> _TASK DIRECTIONS_: The data should be written out in full, exactly as it stands, and the pictures dropped.
*** Block opens ***
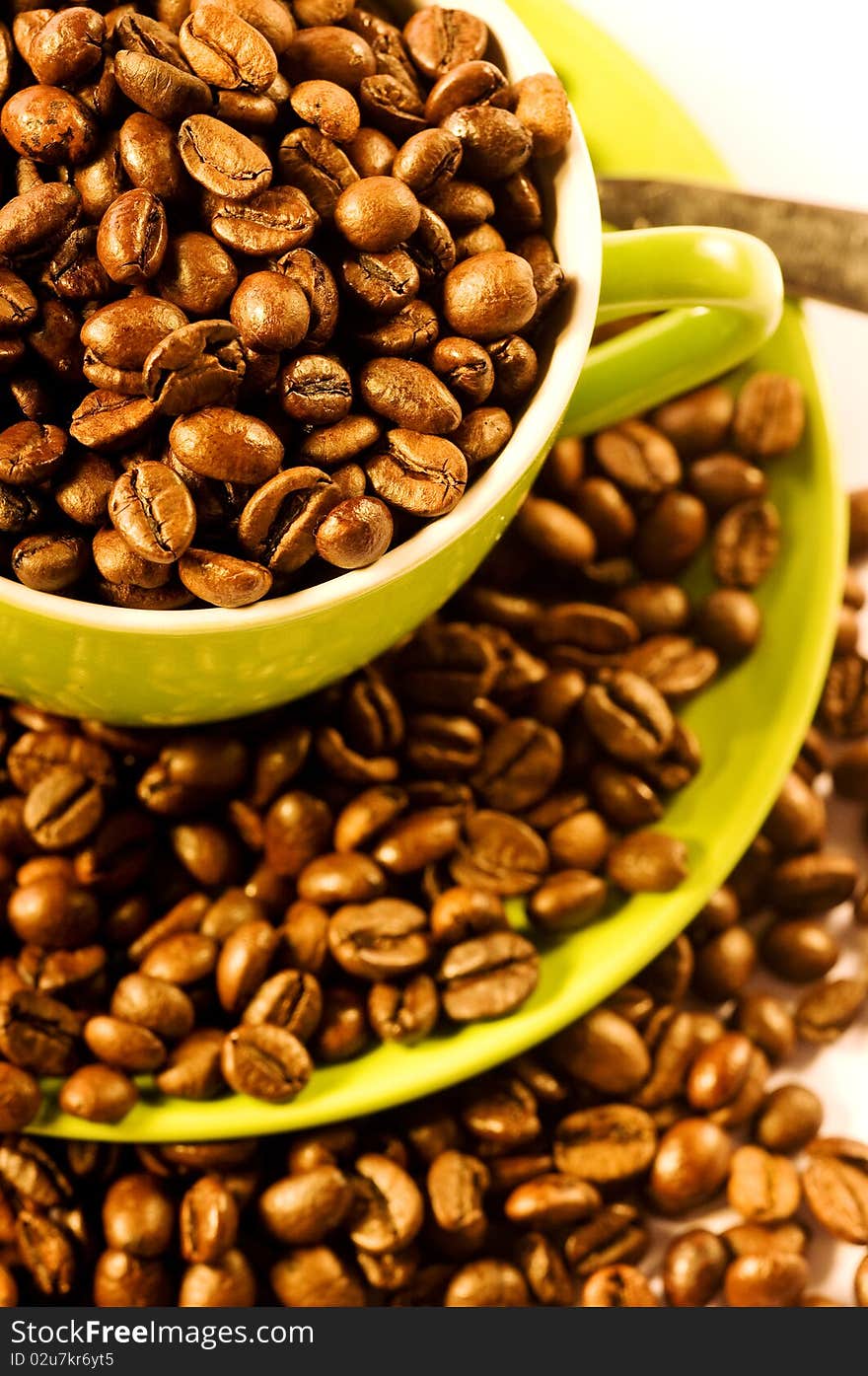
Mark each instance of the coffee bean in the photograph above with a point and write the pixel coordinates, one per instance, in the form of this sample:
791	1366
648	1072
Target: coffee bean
382	939
798	951
746	543
826	1010
606	1051
772	1281
790	1118
487	976
31	452
693	1268
568	901
208	1221
488	295
316	1275
302	1209
38	1034
265	1061
731	622
647	861
152	509
229	1281
725	964
100	1094
617	1287
20	1098
226	51
811	884
388	1209
690	1166
48	124
769	415
609	1143
762	1187
442	38
223	160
*** Block closes ***
> _OUTPUT FOR THIS TASK_:
Mark each instance of the coffee bean in the photograph above with a point and write the pixel coordinates, one per instance, in the form of this sample:
791	1366
648	1072
Target: coffee bean
382	939
798	951
746	543
826	1010
606	1051
772	1281
790	1118
487	976
31	452
693	1268
568	901
208	1221
488	295
316	1275
302	1209
38	1034
265	1061
731	622
647	861
152	509
229	1281
725	964
100	1094
617	1287
20	1098
226	51
811	884
388	1209
690	1166
48	124
769	415
609	1143
762	1187
442	38
223	160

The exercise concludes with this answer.